→ **Stated problem**: From the text on poverty in Malawi, list every purpose or function it assigns to the Annual Report on Poverty.
** START Text excerpt **
Contact Person: Dr Milton Kutengule
Director of Development Policy
National Economic Council
PO Box 30136, Lilongwe3
Please note that this document was only published in 2001
The Government of Malawi launched and started the implementation of the Poverty Alleviation Programme (PAP) in 1994 as a process of economic and social development in which people are directly involved and empowered, right from the community level to the national level, to improve their livelihoods. This is in reaction to the rampant poverty in the country which has affected a large proportion (three-fifths) of the population.
As part of the operationalisation of the Poverty Alleviation Programme, a Poverty Monitoring System (PMS) was established in November, 1996 as mechanism to monitor the implementation of the Programme in terms of its impact and its administration. The system is there basically to monitor the implementation of policies and programmes that Government has put in place in order to alleviate the suffering of the poor in the country.
Among the major aspects of the PMS is the Annual Report on Poverty, of which this is the first edition. The report aims at disseminating poverty related information to the general public and assessing or reviewing the implementation of the sectoral policies and programmes, as well as analysing their impact on poverty. The report will also enable the identification of gaps and constraints in the implementation process as well as the identification of new priority areas that may have positive bearing on poverty alleviation. Policy recommendations will also be made to the Government and its partners in development.
This edition, being the first, looks at the socio-economic situation of the country, not only in the present year, but also the trend of affairs, with more focus on the early 1990s to date, in the face of the policies and programmes that have been or are being implemented by the Government and other stakeholders. The report basically acknowledges the fact that, with a per capita income of about US$200 in much of the 1990s, Malawi is one of the poorest countries in the world. The population is predominantly rural, with an estimated 60% living below an old poverty line of US$40 per capita per annum (using a food equivalence measure). Income distribution in Malawi is amongst the most inequitable in Africa1. The situation in the rural areas is even worse where the bottom half of the smallholder households receive 15% of the income, while the top ten per cent receive 35%.
** END Text excerpt **
** START Information given **
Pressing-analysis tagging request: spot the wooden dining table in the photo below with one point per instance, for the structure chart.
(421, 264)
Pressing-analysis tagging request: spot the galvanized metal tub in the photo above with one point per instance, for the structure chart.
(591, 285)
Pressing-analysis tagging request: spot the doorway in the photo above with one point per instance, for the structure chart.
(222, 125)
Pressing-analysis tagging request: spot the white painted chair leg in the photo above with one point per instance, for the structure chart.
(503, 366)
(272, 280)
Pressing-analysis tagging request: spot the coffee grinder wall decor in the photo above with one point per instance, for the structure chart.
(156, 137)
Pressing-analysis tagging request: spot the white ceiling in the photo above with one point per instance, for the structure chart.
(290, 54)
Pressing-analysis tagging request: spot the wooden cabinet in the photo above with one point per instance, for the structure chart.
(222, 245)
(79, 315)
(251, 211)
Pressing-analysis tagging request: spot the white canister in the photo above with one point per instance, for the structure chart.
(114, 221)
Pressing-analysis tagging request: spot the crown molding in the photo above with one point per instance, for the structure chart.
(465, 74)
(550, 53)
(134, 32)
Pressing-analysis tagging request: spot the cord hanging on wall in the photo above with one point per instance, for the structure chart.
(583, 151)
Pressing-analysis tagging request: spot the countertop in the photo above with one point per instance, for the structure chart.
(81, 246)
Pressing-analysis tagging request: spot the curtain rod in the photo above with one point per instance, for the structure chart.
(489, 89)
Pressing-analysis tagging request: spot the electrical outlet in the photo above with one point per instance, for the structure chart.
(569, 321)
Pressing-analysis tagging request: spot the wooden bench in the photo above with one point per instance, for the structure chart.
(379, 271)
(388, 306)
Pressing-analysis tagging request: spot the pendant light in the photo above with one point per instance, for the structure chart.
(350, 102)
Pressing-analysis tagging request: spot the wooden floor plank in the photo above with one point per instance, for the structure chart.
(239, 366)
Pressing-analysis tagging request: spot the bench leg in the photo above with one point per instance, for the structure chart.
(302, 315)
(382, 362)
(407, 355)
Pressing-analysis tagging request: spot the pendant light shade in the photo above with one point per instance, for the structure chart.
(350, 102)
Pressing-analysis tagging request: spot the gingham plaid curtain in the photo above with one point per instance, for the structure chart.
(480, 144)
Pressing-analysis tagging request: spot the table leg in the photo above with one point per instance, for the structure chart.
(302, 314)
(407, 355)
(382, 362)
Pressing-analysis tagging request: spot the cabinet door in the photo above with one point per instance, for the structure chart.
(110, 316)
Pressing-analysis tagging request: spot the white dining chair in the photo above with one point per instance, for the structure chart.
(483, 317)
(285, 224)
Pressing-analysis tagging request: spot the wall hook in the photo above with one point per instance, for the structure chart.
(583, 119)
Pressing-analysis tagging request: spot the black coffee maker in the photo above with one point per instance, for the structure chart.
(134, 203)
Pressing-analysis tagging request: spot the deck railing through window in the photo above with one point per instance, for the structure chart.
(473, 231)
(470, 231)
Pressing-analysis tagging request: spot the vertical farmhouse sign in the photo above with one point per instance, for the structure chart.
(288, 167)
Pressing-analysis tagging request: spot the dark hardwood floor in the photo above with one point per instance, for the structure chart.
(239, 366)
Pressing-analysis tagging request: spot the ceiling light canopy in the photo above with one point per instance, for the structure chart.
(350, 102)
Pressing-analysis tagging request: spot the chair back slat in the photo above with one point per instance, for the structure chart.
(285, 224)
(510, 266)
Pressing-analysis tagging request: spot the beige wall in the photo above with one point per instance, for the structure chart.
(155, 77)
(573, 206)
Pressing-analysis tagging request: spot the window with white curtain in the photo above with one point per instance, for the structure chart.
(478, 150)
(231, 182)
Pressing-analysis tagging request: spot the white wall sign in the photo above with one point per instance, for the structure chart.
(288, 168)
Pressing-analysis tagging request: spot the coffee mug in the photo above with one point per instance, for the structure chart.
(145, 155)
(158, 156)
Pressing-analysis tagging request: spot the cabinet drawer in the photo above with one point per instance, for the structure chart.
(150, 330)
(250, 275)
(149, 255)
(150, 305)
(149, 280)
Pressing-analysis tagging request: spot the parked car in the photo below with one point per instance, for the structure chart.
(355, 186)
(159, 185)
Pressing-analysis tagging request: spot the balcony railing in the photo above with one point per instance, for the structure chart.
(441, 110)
** END Information given **
→ **Solution below**:
- Disseminating poverty-related information to the general public
- Assessing or reviewing the implementation of the sectoral policies and programs
- Analyzing the impact of those policies and programs on poverty
- Identifying gaps and constraints in the implementation process
- Identifying new priority areas that may have a positive bearing on poverty alleviation
- Making policy recommendations to the Government and its partners in development